* **Written problem**: Pick out each line in the listing below that contains the word "rocky" and copy those lines.

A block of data
+-------+
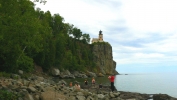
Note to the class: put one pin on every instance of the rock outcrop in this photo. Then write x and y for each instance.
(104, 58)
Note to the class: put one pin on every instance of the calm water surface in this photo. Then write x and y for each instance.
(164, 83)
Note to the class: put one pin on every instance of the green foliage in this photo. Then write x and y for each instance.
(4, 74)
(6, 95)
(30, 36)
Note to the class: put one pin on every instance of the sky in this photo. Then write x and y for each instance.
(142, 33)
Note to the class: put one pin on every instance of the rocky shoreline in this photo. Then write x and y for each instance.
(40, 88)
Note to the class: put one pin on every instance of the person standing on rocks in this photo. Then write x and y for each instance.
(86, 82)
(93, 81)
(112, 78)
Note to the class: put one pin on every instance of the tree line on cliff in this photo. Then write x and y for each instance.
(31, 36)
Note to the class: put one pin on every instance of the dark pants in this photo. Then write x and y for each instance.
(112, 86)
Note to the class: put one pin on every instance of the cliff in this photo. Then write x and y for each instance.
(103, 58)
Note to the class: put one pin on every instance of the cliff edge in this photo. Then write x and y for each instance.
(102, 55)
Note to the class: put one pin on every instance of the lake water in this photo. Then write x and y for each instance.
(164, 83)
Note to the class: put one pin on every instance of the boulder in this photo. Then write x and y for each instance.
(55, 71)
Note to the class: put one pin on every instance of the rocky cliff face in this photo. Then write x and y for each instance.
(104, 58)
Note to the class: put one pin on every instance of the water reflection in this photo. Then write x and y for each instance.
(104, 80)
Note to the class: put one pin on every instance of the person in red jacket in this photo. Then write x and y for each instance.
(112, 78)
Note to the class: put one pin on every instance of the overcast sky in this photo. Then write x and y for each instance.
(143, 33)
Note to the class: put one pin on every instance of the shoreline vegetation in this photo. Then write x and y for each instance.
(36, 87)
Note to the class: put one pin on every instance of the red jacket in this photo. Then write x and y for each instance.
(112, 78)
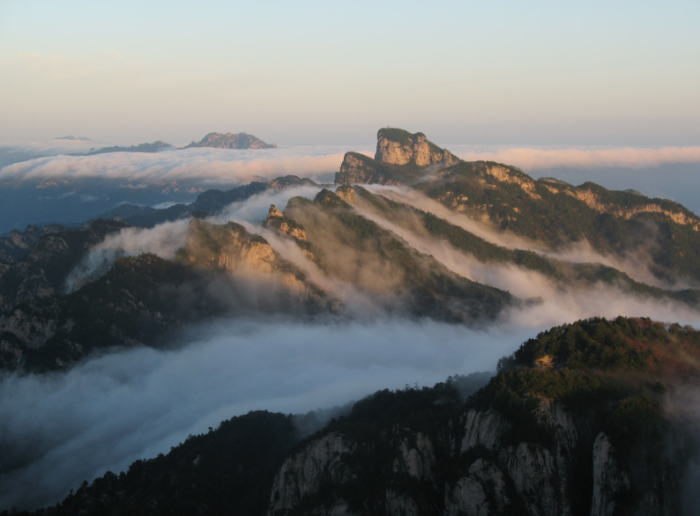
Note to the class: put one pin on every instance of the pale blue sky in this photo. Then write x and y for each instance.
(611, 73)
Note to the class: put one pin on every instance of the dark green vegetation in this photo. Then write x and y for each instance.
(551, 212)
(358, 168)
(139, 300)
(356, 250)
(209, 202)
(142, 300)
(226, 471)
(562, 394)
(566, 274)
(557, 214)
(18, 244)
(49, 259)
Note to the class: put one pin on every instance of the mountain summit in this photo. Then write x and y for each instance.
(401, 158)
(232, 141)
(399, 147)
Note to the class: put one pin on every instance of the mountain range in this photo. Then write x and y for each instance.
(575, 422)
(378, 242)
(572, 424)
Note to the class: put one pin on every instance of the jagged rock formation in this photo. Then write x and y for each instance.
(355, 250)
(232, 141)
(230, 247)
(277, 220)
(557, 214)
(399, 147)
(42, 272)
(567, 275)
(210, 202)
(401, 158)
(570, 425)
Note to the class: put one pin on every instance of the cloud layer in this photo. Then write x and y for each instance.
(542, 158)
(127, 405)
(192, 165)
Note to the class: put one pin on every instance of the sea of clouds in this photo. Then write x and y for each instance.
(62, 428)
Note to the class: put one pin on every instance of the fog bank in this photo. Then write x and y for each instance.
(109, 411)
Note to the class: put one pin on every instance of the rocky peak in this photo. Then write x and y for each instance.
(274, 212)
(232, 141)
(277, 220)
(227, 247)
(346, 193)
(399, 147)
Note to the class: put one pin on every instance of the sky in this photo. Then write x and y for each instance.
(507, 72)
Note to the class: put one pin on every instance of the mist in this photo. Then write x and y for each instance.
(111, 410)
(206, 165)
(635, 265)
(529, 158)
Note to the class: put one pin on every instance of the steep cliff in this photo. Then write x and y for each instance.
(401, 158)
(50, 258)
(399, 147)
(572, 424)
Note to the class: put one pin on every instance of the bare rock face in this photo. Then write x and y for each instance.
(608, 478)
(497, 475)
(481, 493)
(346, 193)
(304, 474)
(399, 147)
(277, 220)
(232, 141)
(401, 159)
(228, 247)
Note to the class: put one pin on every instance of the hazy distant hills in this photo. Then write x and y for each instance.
+-------+
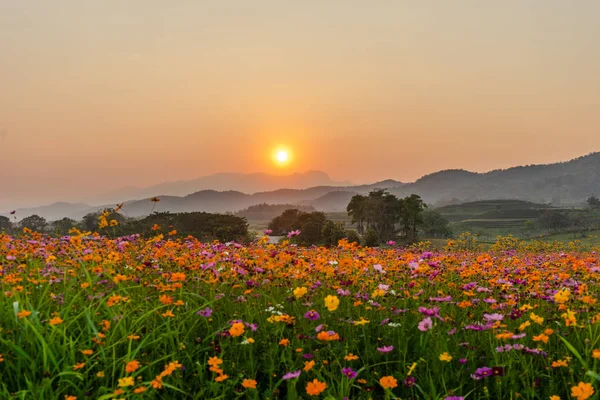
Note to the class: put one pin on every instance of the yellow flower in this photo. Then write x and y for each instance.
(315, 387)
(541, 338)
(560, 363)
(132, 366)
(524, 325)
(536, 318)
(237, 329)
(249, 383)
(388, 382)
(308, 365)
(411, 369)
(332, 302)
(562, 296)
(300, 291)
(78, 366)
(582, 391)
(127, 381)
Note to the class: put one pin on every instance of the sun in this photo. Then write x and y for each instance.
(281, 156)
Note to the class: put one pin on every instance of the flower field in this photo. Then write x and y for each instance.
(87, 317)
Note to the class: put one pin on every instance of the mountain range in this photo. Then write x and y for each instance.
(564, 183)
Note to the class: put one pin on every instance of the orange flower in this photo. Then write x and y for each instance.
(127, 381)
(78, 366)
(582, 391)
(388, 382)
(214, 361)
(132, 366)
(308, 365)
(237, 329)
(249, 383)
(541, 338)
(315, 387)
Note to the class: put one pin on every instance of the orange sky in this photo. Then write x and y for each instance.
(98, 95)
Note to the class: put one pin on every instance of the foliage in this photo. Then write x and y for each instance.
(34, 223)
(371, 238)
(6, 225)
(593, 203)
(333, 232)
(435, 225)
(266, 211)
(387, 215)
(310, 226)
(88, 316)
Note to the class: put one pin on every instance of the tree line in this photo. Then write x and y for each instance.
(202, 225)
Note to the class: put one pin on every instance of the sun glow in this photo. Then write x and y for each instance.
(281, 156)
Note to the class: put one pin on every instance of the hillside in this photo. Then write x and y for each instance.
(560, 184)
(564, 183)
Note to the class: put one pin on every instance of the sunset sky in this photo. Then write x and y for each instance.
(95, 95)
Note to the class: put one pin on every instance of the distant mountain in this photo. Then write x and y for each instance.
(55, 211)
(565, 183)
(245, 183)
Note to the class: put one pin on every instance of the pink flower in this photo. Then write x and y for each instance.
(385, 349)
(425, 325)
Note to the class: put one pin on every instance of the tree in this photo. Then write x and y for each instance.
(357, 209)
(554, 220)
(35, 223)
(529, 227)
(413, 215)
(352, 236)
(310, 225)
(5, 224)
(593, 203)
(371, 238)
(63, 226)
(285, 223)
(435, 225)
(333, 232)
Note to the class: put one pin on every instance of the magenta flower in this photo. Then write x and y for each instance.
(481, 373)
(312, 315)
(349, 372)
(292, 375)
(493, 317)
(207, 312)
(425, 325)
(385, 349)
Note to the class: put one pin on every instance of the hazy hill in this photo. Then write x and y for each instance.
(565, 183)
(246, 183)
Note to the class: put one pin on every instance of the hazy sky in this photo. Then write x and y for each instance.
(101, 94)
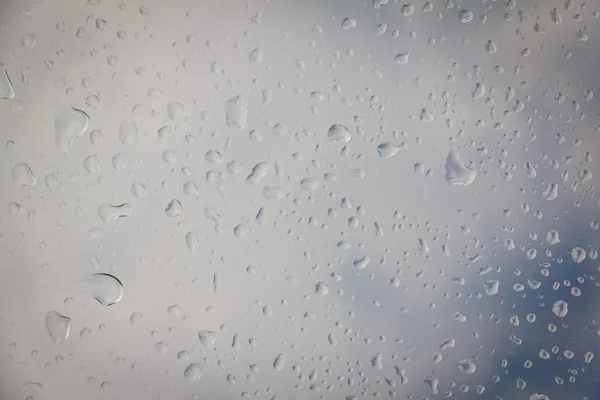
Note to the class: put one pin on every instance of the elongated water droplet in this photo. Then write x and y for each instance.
+-------+
* **Response to the task**:
Note to the class: put one pin on every instance of the rocky shoreline in this photo. Then write x and y for each instance.
Note to the class: put one pin on every instance of the rocky cliff face in this photo. Then write x and y for each instance.
Note to the class: put one pin on every instance of the rocky peak in this photo. Then write x and y for each instance.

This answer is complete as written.